▶ _OBJETIVO A_:
De acordo com a resenha do álbum de estreia do Verita, por que a evolução como comunidade é barrada na faixa (R)evolução? Responda em até três frases.

▶ _TRECHO DO DOCUMENTO_:
↓

NOTA DO CRÍTICO
Após lançar singles subsequentes entre 2023 e o início deste ano, um novo nome entra em definitivo no circuito da música fonográfica nacional. O Verita chega agora, no auge do terceiro trimestre de 2024, com seu álbum de estreia. Autointitulado, o produto consiste em um lançamento independente.
Entre sonares ambientes, aquilo que parece ser um comício difundido radiofonicamente é ouvido ao fundo. Rapidamente, porém, o ambiente é tomado por uma guitarra que se apresenta ácida em sua movimentação borbulhante. Sob domínio de Caio Kirdeika ela se posta em uma pose imponente, de cenhos cerrados e olhos fixos em um detalhe ainda enigmático, mas que já indica se tratar de algo como um levante. Assim que a guitarra base entra em cena dando um ligeiro embasamento melódico, a bateria, ao mesmo tempo, assume seu lugar. Ainda que trazido pela programação de Filipe Coelho, o instrumento vai desenhando uma base rítmica consistente, enquanto demonstra uma sujeira proposital que comunica uma ligeira imersão no campo do post-grunge. Conforme vai se desenvolvendo, a introdução vai ganhando outros elementos. O baixo de Leo Skinner, último instrumento a entrar em cena, despeja uma acidez estridente capaz de inserir, também na receita melódica, generosas doses de stoner rock. Com essa roupagem estrutural, a canção consegue transpirar, por meio dos gritos extasiantes da guitarra, uma sensualidade advinda do hard rock que contamina todo o seu aparato rítmico-melódico. Ganhando, portanto, uma silhueta libidinosa provocante, (R)evolução acaba se dividindo entre a agressão e a sensualidade, enquanto seu primeiro verso enfim tem início. Nele, uma voz aveludada e ligeiramente aguda assume o comando do microfone. Fernando Coelho, nesse contexto, vem como um elemento a entregar um contraponto sensorial perante à sujeira e a raiva enraizada na melodia, a qual, conforme se matura, acaba apresentando uma interessante similaridade para com aquelas de Two Sides Of Me, single do Hinder, e Pense E Dance, single do Barão Vermelho. Contagiante, elétrica, excitante e levemente sombria, (R)evolução é uma faixa que, entre rimas pobres, destaca uma sociedade presa em seus próprios medos. Medos esses que a impede de assumir uma postura questionadora, reflexiva. Medos esses que, portanto, a faz ser um simples refém das mais diversas ordens manipulativas. Essa insegurança motriz é o verdadeiro motivo de a evolução como comunidade ser barrada.

↑

▶ _OBJETIVO B_:
Duplique sem alterações as linhas dos dados fornecidos: comece na primeira linha e pare depois da linha que contém "[(330, 223), (247, 219)]", incluindo essa linha.

▶ _DADOS FORNECIDOS_:

↓

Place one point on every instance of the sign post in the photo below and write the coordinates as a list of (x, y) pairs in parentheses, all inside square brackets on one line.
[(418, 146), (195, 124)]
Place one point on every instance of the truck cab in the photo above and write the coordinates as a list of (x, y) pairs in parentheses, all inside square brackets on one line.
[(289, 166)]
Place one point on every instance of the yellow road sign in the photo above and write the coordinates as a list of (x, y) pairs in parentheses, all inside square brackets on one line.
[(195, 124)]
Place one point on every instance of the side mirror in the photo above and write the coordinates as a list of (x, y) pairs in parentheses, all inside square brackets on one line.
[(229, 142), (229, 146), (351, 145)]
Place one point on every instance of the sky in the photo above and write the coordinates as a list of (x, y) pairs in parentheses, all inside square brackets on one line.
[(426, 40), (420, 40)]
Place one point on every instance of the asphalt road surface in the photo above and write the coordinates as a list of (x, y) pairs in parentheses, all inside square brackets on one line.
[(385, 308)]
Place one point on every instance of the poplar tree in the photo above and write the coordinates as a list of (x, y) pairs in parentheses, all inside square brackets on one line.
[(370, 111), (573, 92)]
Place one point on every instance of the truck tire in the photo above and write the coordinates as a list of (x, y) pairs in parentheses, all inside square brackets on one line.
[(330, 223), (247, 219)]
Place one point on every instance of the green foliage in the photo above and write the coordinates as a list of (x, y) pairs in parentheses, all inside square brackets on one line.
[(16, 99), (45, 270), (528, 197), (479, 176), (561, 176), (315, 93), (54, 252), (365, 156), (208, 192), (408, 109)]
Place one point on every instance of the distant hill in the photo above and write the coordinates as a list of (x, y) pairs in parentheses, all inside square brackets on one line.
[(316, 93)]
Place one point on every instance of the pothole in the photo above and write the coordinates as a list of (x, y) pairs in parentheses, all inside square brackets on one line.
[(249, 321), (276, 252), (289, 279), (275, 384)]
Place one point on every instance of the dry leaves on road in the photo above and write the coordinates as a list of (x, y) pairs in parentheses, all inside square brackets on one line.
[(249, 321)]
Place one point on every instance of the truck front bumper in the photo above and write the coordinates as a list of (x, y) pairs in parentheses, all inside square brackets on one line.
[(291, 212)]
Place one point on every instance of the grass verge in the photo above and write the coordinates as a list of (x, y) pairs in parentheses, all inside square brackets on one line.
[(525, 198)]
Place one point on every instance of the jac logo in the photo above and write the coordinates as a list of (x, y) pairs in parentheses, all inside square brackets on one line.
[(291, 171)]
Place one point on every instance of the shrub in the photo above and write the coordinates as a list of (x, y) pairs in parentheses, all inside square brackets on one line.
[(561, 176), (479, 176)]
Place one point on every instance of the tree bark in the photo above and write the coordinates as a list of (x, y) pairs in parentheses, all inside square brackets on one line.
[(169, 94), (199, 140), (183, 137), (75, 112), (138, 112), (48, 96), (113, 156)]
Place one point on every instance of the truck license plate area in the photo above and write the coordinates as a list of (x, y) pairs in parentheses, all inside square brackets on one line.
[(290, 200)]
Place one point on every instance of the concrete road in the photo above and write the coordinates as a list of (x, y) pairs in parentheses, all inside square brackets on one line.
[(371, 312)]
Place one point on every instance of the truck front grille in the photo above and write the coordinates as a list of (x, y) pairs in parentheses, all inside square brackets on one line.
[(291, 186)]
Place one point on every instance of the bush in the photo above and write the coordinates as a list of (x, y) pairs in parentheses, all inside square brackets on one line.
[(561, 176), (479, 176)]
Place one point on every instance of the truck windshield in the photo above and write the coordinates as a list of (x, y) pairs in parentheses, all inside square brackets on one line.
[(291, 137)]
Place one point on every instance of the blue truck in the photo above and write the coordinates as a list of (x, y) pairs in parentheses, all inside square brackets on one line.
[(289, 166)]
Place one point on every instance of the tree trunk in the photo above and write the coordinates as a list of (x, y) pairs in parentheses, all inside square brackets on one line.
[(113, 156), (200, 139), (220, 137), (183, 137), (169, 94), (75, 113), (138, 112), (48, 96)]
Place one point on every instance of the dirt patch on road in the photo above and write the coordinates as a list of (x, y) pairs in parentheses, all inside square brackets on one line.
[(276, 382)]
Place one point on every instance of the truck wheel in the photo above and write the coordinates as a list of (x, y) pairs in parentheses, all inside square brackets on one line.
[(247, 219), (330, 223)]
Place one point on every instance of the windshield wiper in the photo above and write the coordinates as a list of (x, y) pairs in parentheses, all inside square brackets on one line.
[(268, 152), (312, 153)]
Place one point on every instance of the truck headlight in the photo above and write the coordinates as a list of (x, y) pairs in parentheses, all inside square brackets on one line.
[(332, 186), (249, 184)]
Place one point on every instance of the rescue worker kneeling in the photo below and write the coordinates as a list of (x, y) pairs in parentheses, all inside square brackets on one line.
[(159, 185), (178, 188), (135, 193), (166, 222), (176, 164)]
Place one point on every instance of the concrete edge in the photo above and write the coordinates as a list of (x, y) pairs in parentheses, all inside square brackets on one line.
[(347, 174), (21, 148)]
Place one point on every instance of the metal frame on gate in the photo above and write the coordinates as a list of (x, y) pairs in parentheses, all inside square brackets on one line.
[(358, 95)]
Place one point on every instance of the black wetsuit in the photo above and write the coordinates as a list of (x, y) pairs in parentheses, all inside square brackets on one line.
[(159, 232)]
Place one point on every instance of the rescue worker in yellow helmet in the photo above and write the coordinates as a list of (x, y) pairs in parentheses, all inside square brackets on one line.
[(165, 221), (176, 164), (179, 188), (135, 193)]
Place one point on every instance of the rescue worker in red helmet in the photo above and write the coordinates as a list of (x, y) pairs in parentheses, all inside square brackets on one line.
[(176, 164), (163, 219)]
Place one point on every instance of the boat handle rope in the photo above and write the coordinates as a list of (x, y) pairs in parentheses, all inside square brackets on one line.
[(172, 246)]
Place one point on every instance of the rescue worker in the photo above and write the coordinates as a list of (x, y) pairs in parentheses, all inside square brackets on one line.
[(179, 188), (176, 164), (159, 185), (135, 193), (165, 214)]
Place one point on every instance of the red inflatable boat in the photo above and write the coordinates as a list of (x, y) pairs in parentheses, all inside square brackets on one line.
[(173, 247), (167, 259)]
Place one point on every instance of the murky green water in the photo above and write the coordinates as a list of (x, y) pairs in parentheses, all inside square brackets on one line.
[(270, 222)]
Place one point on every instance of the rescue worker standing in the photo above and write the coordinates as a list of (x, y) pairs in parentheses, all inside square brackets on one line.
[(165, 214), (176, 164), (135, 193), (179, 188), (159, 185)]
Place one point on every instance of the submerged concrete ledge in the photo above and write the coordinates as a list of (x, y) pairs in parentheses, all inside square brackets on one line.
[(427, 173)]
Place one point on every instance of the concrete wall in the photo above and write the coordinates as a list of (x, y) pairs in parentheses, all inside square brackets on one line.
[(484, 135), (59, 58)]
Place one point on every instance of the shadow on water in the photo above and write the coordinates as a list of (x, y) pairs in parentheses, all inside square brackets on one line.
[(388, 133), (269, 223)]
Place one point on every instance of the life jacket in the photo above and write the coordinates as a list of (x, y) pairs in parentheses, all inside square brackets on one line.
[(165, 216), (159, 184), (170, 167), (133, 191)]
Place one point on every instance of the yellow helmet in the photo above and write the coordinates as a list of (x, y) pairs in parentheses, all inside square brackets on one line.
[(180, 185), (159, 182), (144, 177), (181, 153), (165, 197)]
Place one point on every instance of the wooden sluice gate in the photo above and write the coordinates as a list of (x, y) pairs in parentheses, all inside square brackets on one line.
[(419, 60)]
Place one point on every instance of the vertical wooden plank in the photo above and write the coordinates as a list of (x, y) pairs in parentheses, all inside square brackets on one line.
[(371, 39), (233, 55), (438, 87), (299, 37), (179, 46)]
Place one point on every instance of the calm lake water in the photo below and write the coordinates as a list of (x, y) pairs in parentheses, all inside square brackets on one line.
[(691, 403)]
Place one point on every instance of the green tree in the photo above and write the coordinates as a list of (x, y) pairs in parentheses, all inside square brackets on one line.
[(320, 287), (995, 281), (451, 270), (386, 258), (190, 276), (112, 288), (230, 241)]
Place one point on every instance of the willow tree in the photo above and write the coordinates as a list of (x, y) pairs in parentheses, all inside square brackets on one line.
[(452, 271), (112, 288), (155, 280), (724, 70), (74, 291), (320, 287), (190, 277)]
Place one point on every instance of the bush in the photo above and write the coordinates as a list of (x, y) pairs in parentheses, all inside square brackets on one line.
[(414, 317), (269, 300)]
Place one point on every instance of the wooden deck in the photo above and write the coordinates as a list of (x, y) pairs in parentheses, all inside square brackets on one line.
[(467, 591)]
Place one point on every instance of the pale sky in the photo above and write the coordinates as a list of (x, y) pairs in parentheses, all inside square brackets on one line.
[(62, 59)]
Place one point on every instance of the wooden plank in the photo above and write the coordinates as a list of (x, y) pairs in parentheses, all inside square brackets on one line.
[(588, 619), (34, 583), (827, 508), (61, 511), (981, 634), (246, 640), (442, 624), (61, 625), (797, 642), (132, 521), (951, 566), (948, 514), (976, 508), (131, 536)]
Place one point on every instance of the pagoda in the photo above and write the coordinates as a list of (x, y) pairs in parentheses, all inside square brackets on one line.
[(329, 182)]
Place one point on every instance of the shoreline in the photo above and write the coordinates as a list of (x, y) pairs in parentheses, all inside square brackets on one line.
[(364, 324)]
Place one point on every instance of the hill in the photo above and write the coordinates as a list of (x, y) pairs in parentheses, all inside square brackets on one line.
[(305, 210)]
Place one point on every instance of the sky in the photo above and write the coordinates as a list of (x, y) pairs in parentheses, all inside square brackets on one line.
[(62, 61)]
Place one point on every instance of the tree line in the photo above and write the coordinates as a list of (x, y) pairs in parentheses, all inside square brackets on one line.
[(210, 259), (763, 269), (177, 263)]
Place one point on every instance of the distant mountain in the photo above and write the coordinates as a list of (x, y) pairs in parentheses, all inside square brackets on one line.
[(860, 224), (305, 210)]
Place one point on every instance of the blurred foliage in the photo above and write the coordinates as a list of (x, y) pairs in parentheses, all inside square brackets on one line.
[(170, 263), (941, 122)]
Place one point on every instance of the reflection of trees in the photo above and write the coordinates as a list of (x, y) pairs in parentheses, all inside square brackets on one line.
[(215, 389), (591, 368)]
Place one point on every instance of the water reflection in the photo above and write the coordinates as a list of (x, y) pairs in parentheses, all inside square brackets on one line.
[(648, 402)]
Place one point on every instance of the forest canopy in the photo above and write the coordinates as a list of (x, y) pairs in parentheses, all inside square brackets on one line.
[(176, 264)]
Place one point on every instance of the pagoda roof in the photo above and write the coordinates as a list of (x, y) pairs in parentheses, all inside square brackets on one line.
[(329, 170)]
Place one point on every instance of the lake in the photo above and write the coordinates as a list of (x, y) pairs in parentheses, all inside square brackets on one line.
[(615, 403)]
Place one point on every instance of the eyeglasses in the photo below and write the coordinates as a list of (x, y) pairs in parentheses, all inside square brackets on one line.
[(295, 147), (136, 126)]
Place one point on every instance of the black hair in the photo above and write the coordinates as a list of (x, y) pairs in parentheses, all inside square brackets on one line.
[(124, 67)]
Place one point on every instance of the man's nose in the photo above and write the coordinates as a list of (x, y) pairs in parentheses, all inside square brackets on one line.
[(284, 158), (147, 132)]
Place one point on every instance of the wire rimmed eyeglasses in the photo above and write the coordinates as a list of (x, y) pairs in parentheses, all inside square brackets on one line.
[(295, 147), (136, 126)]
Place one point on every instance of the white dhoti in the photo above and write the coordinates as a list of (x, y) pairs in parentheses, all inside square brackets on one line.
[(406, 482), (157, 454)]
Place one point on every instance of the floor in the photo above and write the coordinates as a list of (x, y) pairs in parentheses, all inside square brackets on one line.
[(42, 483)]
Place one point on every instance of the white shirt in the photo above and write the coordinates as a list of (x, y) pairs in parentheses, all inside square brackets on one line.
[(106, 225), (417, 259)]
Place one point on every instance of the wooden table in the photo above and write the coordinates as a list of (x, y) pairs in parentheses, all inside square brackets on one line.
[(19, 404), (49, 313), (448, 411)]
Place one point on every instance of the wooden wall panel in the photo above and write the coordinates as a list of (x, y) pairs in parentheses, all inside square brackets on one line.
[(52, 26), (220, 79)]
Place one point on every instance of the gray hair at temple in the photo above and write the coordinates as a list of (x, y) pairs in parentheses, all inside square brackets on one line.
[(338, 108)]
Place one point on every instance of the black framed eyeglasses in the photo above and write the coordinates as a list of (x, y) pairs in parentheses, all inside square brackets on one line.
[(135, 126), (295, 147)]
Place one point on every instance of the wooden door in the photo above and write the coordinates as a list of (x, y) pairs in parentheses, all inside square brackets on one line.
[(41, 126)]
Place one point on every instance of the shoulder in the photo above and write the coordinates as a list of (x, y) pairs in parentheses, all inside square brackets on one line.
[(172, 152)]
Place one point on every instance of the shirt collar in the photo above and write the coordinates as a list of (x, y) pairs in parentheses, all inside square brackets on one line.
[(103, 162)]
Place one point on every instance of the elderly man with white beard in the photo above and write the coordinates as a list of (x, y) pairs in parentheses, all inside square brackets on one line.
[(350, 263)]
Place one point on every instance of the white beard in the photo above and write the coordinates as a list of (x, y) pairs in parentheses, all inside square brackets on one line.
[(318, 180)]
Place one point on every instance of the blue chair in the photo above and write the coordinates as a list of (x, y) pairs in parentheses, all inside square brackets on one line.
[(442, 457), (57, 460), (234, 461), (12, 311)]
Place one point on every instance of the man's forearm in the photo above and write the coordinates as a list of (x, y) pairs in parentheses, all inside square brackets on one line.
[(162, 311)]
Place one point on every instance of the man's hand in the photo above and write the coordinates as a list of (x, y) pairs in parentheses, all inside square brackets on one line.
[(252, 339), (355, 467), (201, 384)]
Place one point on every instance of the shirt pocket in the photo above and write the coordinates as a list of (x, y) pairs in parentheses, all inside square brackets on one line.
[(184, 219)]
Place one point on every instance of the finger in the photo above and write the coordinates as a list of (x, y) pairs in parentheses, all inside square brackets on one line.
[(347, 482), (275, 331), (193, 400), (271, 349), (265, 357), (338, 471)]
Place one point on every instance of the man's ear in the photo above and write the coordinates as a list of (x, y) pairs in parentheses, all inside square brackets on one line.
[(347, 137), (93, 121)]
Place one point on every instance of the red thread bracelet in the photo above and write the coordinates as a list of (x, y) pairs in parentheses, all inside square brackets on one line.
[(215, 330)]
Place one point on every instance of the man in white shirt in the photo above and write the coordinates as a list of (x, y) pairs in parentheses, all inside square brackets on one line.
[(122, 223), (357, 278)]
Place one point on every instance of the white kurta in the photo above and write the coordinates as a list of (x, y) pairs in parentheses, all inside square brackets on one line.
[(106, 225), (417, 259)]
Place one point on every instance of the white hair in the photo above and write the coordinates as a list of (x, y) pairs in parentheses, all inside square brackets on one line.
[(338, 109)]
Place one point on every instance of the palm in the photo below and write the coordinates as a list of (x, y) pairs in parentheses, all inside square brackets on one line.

↑

▶ _RESULTADO CORRETO A_:
A evolução é barrada pela insegurança que nasce dos medos em que a sociedade está presa. Esses medos a impedem de assumir uma postura questionadora e reflexiva. Assim, a sociedade se torna refém das mais diversas ordens manipulativas.

▶ _RESULTADO CORRETO B_:
Place one point on every instance of the sign post in the photo below and write the coordinates as a list of (x, y) pairs in parentheses, all inside square brackets on one line.
[(418, 146), (195, 124)]
Place one point on every instance of the truck cab in the photo above and write the coordinates as a list of (x, y) pairs in parentheses, all inside square brackets on one line.
[(289, 166)]
Place one point on every instance of the yellow road sign in the photo above and write the coordinates as a list of (x, y) pairs in parentheses, all inside square brackets on one line.
[(195, 124)]
Place one point on every instance of the side mirror in the photo above and write the coordinates as a list of (x, y) pairs in parentheses, all inside square brackets on one line.
[(229, 142), (229, 146), (351, 145)]
Place one point on every instance of the sky in the photo above and write the coordinates as a list of (x, y) pairs in parentheses, all inside square brackets on one line.
[(426, 40), (420, 40)]
Place one point on every instance of the asphalt road surface in the photo above and write the coordinates as a list of (x, y) pairs in parentheses, all inside square brackets on one line.
[(385, 308)]
Place one point on every instance of the poplar tree in the photo above and write the coordinates as a list of (x, y) pairs in parentheses, all inside square brackets on one line.
[(370, 111), (573, 92)]
Place one point on every instance of the truck tire in the photo above and write the coordinates as a list of (x, y) pairs in parentheses, all inside square brackets on one line.
[(330, 223), (247, 219)]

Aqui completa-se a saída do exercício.